Exercise brief
Copy everything in the redistricting passage from "Majority-minority districts" down to "Republican state lawmakers.", replacing "electorate" with "voting population".

Page excerpt
Hogan says while the strategy is meant to help the majority party at the expense of the opposition party, it’s not just the minority party that feels its effects.

“The redistricting process can also be harmful to racial and ethnic minority populations as well,” he said.

Majority-minority districts

In a majority-minority district, Black Americans and other minority groups make up the majority of a district’s electorate. Louisiana currently has only one majority-minority district, but when the 2020 census revealed that the African American population in Louisiana had risen to one-third of the state’s total population, there was hope that redistricting would add a second.

This, supporters of a second majority-minority district said, would allow Black voters to choose representatives to both the Louisiana State Legislature and the U.S. Congress who more fairly represented their growing numbers in the state.

The idea had the backing of Louisiana’s Democratic governor, John Bel Edwards, but not that of key Republican state lawmakers.

Democrats, voting rights advocates and many African Americans were infuriated with what emerged.

“More than two dozen versions of maps that included a second majority-minority district were presented to the Legislature, and Republicans rejected all of them,” Nora Ahmed, the legal director of the American Civil Liberties Union of Louisiana, told VOA.

Listed entries
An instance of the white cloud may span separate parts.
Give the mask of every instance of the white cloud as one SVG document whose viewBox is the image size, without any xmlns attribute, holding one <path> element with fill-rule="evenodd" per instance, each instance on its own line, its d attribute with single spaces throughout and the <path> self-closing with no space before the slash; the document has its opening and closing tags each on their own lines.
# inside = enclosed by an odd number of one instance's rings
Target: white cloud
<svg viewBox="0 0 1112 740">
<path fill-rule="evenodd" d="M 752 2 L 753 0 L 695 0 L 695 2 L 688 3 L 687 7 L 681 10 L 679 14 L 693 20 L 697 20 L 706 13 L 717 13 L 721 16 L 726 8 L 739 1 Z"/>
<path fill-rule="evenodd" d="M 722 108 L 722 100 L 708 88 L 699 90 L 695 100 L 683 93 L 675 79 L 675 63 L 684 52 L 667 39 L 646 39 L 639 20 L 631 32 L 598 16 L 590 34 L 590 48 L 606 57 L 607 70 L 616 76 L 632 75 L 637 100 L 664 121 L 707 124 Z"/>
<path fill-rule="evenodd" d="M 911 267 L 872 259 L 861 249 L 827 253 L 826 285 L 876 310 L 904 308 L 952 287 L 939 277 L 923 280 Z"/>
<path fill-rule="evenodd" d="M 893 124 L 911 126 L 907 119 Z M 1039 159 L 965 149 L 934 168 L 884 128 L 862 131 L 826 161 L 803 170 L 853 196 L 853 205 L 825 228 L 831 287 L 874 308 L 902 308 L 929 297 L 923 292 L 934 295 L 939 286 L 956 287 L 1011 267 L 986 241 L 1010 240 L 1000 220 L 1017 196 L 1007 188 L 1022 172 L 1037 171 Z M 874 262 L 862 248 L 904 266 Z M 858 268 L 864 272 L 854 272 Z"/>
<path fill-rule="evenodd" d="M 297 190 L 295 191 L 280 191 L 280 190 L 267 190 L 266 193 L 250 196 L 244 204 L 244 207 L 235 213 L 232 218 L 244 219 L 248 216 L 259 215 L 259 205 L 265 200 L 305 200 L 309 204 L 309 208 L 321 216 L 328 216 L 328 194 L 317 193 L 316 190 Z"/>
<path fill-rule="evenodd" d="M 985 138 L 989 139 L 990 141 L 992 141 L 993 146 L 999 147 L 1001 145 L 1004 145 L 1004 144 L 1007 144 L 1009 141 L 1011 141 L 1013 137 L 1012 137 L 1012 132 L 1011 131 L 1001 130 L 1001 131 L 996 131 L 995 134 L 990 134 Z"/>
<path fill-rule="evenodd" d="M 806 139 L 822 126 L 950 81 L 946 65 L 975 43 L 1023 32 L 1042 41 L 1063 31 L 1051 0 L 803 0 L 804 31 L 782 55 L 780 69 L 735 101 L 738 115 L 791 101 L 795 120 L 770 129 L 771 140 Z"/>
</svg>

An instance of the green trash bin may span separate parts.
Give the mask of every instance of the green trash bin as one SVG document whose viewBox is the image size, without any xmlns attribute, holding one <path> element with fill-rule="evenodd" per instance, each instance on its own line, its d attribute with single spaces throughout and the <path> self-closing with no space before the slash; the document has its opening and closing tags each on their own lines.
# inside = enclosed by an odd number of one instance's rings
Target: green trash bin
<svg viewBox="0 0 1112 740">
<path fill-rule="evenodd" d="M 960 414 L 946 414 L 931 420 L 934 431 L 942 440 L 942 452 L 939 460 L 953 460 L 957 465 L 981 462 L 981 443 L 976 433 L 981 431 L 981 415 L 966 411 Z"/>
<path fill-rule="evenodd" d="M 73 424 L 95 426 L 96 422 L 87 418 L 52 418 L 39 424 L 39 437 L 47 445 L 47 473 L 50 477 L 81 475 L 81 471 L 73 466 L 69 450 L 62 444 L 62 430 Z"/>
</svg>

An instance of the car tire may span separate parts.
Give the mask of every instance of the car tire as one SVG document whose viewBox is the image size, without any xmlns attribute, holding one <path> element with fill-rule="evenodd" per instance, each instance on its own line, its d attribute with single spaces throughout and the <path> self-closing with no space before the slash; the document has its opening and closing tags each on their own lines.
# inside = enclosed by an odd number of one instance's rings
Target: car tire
* * *
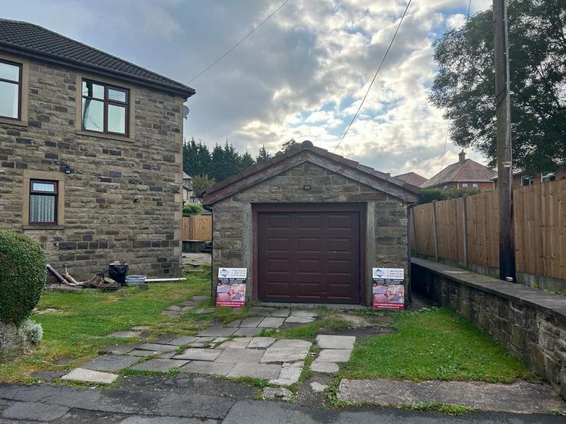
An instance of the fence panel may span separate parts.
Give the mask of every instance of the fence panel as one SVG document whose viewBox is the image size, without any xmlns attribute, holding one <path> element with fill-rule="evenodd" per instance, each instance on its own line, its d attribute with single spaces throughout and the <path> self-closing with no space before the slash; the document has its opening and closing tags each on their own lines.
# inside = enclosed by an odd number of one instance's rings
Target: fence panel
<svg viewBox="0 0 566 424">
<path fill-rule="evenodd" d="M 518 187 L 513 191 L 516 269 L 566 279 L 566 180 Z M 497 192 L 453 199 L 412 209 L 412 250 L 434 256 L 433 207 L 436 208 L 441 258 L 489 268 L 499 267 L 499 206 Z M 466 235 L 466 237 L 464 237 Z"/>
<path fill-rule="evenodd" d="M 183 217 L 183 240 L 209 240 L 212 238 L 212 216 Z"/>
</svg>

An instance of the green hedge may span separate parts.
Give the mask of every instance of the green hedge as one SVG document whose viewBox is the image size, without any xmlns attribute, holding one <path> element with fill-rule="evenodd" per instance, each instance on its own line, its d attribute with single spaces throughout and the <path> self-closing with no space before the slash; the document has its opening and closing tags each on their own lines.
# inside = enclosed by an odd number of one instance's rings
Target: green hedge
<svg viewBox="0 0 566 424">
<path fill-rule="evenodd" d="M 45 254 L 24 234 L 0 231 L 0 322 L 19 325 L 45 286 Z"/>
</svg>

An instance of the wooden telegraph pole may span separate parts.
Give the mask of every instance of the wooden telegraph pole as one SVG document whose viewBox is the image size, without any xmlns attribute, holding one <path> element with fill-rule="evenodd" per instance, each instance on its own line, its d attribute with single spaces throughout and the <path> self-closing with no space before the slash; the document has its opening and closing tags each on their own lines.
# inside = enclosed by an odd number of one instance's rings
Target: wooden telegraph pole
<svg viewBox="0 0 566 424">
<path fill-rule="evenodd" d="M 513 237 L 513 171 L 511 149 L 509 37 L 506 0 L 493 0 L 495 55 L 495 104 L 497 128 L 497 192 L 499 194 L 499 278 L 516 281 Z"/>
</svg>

Solution for this exercise
Majority-minority districts

In a majority-minority district, Black Americans and other minority groups make up the majority of a district’s voting population. Louisiana currently has only one majority-minority district, but when the 2020 census revealed that the African American population in Louisiana had risen to one-third of the state’s total population, there was hope that redistricting would add a second.

This, supporters of a second majority-minority district said, would allow Black voters to choose representatives to both the Louisiana State Legislature and the U.S. Congress who more fairly represented their growing numbers in the state.

The idea had the backing of Louisiana’s Democratic governor, John Bel Edwards, but not that of key Republican state lawmakers.